■ **WORK INSTRUCTION**
Scan the entries below for the word "coconut" and copy every line where it turns up.

Source data:
⁂

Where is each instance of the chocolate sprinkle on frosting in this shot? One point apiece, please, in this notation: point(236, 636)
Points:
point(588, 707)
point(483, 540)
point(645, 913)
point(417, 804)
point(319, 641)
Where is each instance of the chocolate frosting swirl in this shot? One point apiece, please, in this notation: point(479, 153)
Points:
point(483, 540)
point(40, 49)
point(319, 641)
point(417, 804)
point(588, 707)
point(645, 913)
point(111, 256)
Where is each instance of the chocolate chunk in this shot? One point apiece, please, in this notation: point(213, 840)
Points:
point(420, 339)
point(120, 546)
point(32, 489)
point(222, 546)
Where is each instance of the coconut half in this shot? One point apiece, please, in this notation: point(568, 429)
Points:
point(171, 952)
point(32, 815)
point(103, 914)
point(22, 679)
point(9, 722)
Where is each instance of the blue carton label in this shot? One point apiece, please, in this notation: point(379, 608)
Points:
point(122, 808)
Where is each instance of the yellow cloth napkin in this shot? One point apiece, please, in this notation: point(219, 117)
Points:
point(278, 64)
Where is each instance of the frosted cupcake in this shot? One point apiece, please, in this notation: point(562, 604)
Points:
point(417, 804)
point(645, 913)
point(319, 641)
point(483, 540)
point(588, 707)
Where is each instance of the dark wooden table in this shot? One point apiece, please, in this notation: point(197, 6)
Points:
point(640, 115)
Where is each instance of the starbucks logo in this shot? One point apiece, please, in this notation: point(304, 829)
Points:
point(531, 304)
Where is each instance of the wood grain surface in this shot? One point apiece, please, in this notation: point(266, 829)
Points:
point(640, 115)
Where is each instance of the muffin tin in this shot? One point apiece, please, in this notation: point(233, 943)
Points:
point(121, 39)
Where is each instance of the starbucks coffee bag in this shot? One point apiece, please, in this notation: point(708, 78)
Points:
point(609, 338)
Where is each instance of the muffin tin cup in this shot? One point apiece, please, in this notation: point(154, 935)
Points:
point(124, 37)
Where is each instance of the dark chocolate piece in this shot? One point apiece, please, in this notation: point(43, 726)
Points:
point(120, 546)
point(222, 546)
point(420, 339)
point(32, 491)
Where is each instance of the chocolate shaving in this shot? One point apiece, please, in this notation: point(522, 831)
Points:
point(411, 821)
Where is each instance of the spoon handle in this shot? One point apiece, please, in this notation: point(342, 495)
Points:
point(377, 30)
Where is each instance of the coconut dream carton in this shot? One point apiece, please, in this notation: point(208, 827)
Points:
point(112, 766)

⁂

■ **FINISHED EXERCISE**
Where is each instance of the coconut half in this shot? One point apiece, please, in this notation: point(568, 429)
Where is each instance of the coconut dream carton in this shot? One point apiece, please, in this notation: point(208, 827)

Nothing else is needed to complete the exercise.